### Material provided

==========

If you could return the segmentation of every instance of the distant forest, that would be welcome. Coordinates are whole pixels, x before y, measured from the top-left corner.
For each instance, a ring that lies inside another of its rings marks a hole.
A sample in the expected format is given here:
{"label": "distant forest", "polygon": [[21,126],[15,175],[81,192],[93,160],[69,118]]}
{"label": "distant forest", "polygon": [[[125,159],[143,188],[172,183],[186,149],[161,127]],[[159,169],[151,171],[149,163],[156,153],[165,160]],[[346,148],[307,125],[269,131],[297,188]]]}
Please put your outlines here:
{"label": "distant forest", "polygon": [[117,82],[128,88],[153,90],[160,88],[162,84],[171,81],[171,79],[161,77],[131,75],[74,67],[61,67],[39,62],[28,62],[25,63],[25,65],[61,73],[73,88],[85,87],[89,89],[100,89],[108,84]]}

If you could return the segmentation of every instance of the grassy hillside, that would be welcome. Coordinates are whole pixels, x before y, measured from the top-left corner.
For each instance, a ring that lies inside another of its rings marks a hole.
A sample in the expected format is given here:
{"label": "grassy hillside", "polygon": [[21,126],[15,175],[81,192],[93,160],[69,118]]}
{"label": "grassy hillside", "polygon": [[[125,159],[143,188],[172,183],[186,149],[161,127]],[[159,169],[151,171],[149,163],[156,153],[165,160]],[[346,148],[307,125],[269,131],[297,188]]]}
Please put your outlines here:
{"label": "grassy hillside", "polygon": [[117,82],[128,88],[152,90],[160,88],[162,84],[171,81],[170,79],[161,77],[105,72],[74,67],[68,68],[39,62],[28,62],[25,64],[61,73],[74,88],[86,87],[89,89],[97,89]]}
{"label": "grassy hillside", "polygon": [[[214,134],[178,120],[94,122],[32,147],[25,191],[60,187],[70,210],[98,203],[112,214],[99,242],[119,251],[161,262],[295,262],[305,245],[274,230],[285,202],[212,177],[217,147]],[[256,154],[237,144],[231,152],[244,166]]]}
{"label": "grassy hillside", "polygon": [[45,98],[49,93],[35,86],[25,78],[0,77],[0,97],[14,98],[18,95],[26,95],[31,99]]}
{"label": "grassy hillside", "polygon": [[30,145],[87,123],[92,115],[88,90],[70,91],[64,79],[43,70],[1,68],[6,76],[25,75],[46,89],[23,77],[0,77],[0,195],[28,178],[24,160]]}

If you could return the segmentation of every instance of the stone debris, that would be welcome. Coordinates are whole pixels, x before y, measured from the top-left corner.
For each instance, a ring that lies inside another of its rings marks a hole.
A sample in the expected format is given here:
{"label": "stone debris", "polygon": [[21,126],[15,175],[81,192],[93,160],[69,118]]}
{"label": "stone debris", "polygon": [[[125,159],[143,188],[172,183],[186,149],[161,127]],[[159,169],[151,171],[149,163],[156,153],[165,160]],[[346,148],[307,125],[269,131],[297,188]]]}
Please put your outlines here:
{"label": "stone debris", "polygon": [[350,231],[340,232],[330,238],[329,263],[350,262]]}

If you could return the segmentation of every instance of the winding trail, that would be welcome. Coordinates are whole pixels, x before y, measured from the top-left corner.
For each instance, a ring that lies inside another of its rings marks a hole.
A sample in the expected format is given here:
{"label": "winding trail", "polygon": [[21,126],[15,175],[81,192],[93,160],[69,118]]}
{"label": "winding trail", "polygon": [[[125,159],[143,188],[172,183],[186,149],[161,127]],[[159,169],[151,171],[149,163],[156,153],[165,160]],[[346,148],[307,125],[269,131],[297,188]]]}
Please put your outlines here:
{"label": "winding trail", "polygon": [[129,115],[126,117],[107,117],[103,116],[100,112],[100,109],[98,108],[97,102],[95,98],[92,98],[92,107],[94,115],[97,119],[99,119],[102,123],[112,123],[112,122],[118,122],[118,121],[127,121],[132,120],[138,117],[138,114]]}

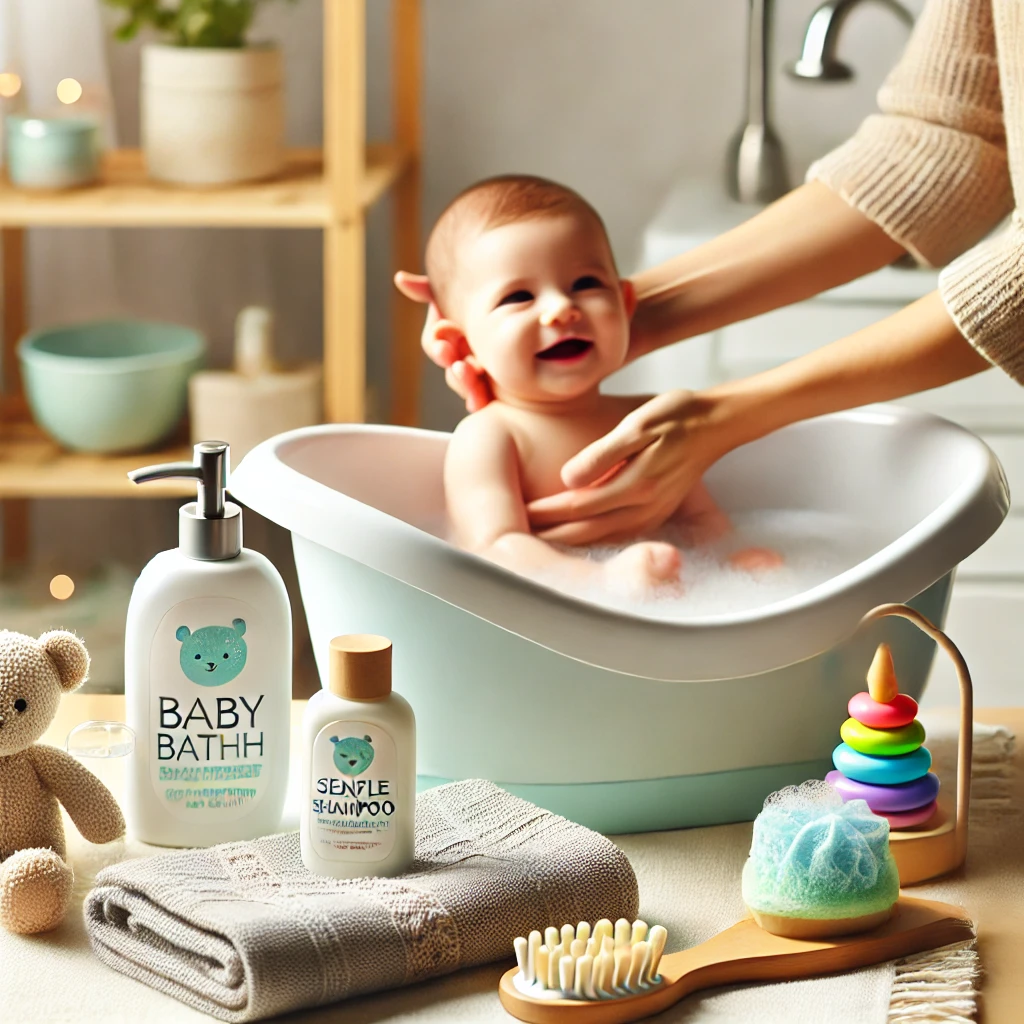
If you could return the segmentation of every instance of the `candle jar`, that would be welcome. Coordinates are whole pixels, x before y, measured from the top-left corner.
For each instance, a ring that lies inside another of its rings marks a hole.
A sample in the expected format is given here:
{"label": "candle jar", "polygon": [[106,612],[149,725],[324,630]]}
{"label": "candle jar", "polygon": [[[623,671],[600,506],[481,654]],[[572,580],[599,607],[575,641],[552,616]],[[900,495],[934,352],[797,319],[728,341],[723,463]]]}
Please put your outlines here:
{"label": "candle jar", "polygon": [[99,177],[99,128],[93,121],[8,115],[4,137],[7,176],[19,188],[74,188]]}

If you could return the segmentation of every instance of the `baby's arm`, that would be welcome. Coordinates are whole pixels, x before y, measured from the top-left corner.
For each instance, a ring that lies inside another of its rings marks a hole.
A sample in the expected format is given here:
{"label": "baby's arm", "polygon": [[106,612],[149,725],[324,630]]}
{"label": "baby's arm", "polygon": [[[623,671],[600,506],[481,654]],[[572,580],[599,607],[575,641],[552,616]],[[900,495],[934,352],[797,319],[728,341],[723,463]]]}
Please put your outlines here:
{"label": "baby's arm", "polygon": [[460,547],[526,574],[586,564],[530,533],[519,454],[500,417],[475,413],[458,425],[445,456],[444,492]]}
{"label": "baby's arm", "polygon": [[448,515],[459,545],[527,576],[557,572],[566,583],[632,592],[674,581],[679,554],[667,544],[635,544],[607,562],[566,554],[530,533],[519,454],[501,418],[484,409],[464,419],[444,464]]}

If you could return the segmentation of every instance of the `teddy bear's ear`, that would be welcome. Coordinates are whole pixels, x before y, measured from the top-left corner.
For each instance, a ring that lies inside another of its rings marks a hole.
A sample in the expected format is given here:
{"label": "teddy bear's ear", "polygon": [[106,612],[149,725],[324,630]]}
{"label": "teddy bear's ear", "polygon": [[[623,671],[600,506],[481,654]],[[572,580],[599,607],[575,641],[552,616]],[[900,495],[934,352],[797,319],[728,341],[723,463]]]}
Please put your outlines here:
{"label": "teddy bear's ear", "polygon": [[367,743],[372,743],[372,742],[373,742],[373,740],[372,740],[372,739],[370,739],[370,737],[369,737],[369,736],[364,736],[364,737],[363,737],[363,739],[364,739],[364,740],[365,740],[365,741],[366,741]]}
{"label": "teddy bear's ear", "polygon": [[235,627],[235,632],[239,636],[245,636],[245,619],[232,619],[231,625]]}
{"label": "teddy bear's ear", "polygon": [[191,633],[192,633],[192,630],[189,629],[188,626],[179,626],[174,631],[174,639],[175,640],[180,640],[182,643],[184,643],[185,642],[185,637],[189,636]]}
{"label": "teddy bear's ear", "polygon": [[340,742],[341,742],[341,740],[339,740],[337,736],[332,736],[332,737],[331,737],[331,742],[332,742],[332,743],[340,743]]}
{"label": "teddy bear's ear", "polygon": [[89,652],[85,644],[74,633],[63,629],[44,633],[39,643],[57,669],[60,688],[65,693],[77,690],[89,675]]}

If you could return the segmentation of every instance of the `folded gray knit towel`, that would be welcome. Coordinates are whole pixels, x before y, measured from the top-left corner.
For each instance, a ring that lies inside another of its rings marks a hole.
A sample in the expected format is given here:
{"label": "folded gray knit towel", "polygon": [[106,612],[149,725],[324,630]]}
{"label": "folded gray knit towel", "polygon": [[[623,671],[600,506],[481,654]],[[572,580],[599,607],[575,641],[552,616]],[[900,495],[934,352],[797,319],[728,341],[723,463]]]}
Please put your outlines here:
{"label": "folded gray knit towel", "polygon": [[398,878],[311,874],[288,832],[115,864],[85,922],[115,970],[250,1021],[509,958],[531,928],[632,920],[638,902],[603,836],[470,780],[419,794]]}

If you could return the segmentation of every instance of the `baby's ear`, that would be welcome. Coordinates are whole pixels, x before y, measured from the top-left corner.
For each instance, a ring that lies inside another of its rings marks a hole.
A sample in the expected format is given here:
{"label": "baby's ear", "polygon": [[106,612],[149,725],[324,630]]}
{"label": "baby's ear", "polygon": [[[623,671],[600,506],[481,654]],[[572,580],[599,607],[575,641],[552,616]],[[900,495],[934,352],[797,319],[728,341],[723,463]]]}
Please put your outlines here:
{"label": "baby's ear", "polygon": [[622,288],[622,301],[626,307],[626,316],[632,320],[633,314],[636,312],[636,288],[633,287],[633,282],[629,278],[623,278],[620,287]]}

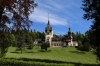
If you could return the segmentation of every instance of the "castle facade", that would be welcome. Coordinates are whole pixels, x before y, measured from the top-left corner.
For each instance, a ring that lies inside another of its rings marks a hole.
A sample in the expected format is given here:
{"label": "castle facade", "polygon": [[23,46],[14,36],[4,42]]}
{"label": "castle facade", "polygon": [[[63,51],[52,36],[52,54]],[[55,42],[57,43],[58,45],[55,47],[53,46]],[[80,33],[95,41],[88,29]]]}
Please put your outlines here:
{"label": "castle facade", "polygon": [[78,46],[76,41],[73,41],[73,36],[70,27],[68,33],[64,36],[53,36],[53,29],[48,19],[47,26],[45,28],[45,42],[50,44],[50,47],[67,47],[67,46]]}

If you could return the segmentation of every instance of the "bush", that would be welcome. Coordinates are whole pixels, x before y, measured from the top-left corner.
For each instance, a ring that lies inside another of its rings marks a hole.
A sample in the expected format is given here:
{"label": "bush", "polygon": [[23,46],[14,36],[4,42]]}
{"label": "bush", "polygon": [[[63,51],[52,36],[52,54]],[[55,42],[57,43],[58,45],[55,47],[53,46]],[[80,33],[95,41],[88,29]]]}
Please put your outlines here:
{"label": "bush", "polygon": [[89,42],[84,43],[83,50],[84,51],[90,51],[91,50],[91,46],[90,46]]}
{"label": "bush", "polygon": [[50,47],[50,44],[49,43],[42,43],[41,45],[41,50],[46,50],[47,51],[47,48]]}
{"label": "bush", "polygon": [[91,50],[91,45],[89,44],[89,42],[85,42],[84,45],[79,44],[77,49],[81,50],[81,51],[90,51]]}
{"label": "bush", "polygon": [[81,41],[78,41],[78,46],[76,47],[78,50],[83,50],[83,45]]}
{"label": "bush", "polygon": [[27,49],[33,49],[33,44],[28,45]]}

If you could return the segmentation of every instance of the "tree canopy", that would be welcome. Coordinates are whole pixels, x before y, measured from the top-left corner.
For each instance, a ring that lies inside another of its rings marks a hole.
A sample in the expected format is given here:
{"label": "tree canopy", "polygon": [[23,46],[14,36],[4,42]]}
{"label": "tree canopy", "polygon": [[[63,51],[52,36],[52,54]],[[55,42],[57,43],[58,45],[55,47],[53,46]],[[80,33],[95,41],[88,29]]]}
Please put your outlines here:
{"label": "tree canopy", "polygon": [[7,28],[8,24],[16,29],[29,27],[29,15],[36,6],[34,0],[0,0],[0,28]]}
{"label": "tree canopy", "polygon": [[97,56],[100,58],[100,0],[83,0],[82,5],[82,9],[85,11],[84,19],[92,20],[90,35],[92,43],[97,47]]}
{"label": "tree canopy", "polygon": [[82,9],[85,11],[84,19],[92,20],[91,30],[96,35],[97,46],[100,46],[100,0],[83,0]]}
{"label": "tree canopy", "polygon": [[36,6],[34,0],[0,0],[0,58],[5,55],[10,43],[16,41],[11,33],[29,29],[32,24],[29,15]]}

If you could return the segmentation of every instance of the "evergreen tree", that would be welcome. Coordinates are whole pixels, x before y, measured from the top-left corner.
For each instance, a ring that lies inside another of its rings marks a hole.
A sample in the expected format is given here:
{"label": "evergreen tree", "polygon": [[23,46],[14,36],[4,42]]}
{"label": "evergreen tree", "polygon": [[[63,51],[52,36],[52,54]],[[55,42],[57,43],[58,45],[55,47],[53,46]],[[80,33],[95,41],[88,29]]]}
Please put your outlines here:
{"label": "evergreen tree", "polygon": [[32,49],[33,48],[33,40],[32,40],[32,37],[30,34],[27,34],[26,35],[26,44],[27,44],[27,47],[28,49]]}
{"label": "evergreen tree", "polygon": [[16,40],[14,34],[10,35],[9,41],[10,41],[11,46],[16,47],[17,40]]}
{"label": "evergreen tree", "polygon": [[16,50],[20,50],[21,53],[23,51],[23,48],[25,48],[25,34],[23,30],[18,31],[17,34],[17,49]]}
{"label": "evergreen tree", "polygon": [[10,46],[9,35],[9,32],[0,30],[0,58],[5,56],[5,53]]}
{"label": "evergreen tree", "polygon": [[85,11],[84,19],[92,20],[91,31],[93,43],[97,47],[97,56],[100,59],[100,0],[83,0],[82,9]]}

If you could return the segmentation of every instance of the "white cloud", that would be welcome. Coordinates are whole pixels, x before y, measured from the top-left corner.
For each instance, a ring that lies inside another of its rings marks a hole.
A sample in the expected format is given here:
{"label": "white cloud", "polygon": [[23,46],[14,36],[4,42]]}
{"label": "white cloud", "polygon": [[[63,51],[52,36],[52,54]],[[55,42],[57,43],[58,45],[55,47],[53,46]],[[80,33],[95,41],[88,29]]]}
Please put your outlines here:
{"label": "white cloud", "polygon": [[34,13],[30,15],[30,19],[34,22],[47,23],[48,13],[50,13],[50,23],[52,25],[67,25],[68,20],[71,20],[71,18],[77,19],[77,15],[73,14],[73,11],[70,11],[70,9],[73,10],[75,7],[79,7],[73,0],[64,0],[63,2],[62,0],[36,1],[38,6],[35,8]]}
{"label": "white cloud", "polygon": [[[65,27],[68,24],[71,27],[79,27],[84,25],[82,22],[82,10],[81,10],[81,1],[80,0],[36,0],[38,6],[35,8],[33,14],[30,15],[30,20],[33,22],[48,22],[48,13],[49,20],[51,25],[61,25]],[[82,25],[81,25],[82,23]],[[58,34],[63,34],[59,30],[62,28],[56,29],[54,31]],[[62,29],[61,29],[62,30]]]}
{"label": "white cloud", "polygon": [[[35,9],[35,12],[30,15],[30,20],[34,22],[42,22],[42,23],[47,23],[48,22],[48,13],[45,10],[39,10]],[[49,15],[49,20],[51,25],[67,25],[67,20],[60,18],[57,15],[50,14]]]}

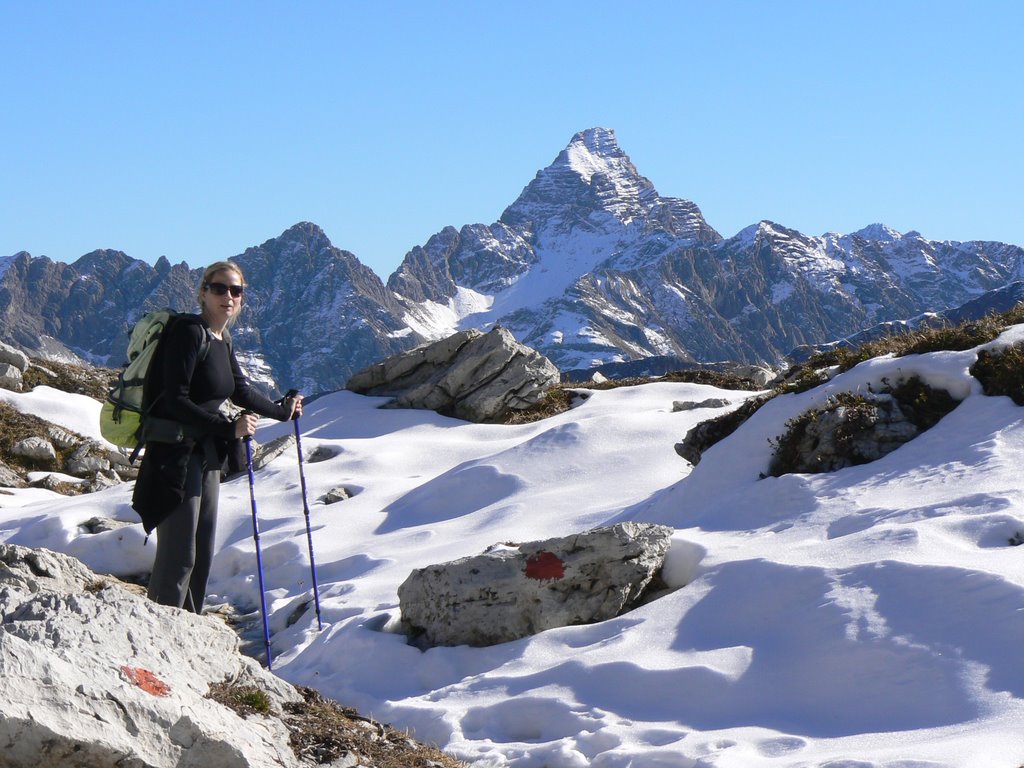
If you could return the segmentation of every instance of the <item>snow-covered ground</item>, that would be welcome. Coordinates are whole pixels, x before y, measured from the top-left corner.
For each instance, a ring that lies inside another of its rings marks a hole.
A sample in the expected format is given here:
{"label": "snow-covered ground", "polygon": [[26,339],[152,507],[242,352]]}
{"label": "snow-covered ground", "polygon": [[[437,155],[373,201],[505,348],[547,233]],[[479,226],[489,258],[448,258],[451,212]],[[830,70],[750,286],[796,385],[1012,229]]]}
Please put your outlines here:
{"label": "snow-covered ground", "polygon": [[[1003,342],[1024,338],[1014,328]],[[294,455],[257,474],[275,671],[412,729],[478,766],[748,768],[1024,763],[1024,409],[985,397],[974,351],[869,361],[776,398],[690,468],[673,444],[721,411],[676,400],[747,393],[654,383],[595,392],[541,423],[483,426],[380,410],[340,392],[308,405],[306,465],[324,630],[308,611]],[[871,465],[759,479],[769,439],[829,392],[920,373],[965,399]],[[79,432],[99,406],[53,390],[4,399]],[[266,441],[290,430],[268,422]],[[316,500],[337,485],[355,493]],[[65,499],[0,495],[0,540],[148,569],[128,486]],[[421,652],[394,629],[409,572],[609,524],[675,526],[680,587],[620,618],[491,648]],[[211,603],[258,605],[249,489],[222,488]]]}

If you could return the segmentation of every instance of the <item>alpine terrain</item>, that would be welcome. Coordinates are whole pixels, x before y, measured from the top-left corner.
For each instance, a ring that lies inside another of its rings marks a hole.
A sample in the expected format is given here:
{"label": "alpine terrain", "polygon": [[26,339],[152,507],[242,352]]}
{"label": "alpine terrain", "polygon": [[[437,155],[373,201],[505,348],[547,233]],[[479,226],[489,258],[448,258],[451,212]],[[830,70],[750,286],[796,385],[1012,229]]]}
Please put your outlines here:
{"label": "alpine terrain", "polygon": [[872,225],[724,240],[662,197],[611,130],[578,133],[490,226],[447,228],[388,281],[425,336],[500,323],[563,371],[656,355],[779,362],[799,345],[957,306],[1022,276],[1024,250]]}
{"label": "alpine terrain", "polygon": [[[234,331],[244,365],[268,389],[307,392],[495,325],[562,371],[652,357],[777,364],[800,346],[984,306],[1024,279],[1018,246],[880,224],[813,237],[762,221],[725,239],[696,204],[661,196],[606,128],[574,136],[497,222],[412,248],[386,285],[309,222],[233,258],[250,283]],[[0,340],[116,366],[134,320],[191,309],[200,274],[113,250],[70,265],[21,252],[0,259]]]}

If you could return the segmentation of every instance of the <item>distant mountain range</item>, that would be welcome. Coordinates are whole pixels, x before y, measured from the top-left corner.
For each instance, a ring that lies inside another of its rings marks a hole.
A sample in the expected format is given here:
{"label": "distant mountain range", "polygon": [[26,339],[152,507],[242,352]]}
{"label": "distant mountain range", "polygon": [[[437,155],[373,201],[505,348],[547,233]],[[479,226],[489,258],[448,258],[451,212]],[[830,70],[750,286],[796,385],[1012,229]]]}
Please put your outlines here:
{"label": "distant mountain range", "polygon": [[[251,284],[235,332],[250,374],[324,391],[426,340],[500,324],[562,370],[649,357],[779,363],[794,348],[983,305],[1024,279],[1024,249],[873,224],[804,235],[762,221],[724,239],[662,197],[615,134],[578,133],[493,224],[446,227],[385,285],[315,224],[234,257]],[[194,306],[200,270],[119,251],[73,264],[0,259],[0,339],[33,355],[121,363],[143,311]]]}

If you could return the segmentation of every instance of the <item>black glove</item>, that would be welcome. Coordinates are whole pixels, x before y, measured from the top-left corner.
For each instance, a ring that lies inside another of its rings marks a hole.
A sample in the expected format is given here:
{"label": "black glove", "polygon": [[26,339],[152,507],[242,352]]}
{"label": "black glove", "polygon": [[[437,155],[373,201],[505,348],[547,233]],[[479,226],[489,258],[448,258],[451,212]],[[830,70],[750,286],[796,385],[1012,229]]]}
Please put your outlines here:
{"label": "black glove", "polygon": [[[274,402],[277,403],[278,405],[284,407],[284,404],[288,400],[292,400],[292,399],[298,397],[298,395],[299,395],[299,390],[297,390],[297,389],[289,389],[287,392],[284,393],[284,397],[282,397],[280,400],[275,400]],[[299,418],[299,412],[297,410],[293,409],[292,410],[291,421],[295,421],[295,419],[297,419],[297,418]]]}

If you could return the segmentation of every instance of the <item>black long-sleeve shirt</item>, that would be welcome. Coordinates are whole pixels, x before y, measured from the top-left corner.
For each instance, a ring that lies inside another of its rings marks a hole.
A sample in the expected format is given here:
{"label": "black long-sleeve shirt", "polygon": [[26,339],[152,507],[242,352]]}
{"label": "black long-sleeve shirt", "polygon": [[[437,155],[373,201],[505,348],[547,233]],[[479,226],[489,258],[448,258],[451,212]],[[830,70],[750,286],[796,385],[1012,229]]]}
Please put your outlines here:
{"label": "black long-sleeve shirt", "polygon": [[[198,322],[181,321],[170,325],[161,339],[163,370],[158,377],[162,396],[153,406],[153,415],[207,430],[225,440],[235,436],[235,425],[219,410],[227,400],[261,416],[285,420],[288,408],[278,405],[254,390],[242,373],[231,346],[210,333],[202,318]],[[200,360],[204,337],[210,348]]]}
{"label": "black long-sleeve shirt", "polygon": [[[147,382],[147,404],[152,415],[198,427],[203,437],[181,442],[148,442],[132,494],[132,506],[148,534],[181,503],[189,456],[204,454],[207,469],[223,464],[235,425],[220,412],[225,399],[261,416],[285,420],[289,409],[271,402],[249,386],[231,346],[210,335],[210,348],[199,359],[209,326],[199,316],[179,318],[164,331],[162,346]],[[155,385],[155,386],[154,386]],[[150,395],[150,388],[154,393]],[[152,401],[149,398],[155,397]]]}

==========

Tally up the lines holding the word "item" in the data above, and answer with that figure only.

### Task response
5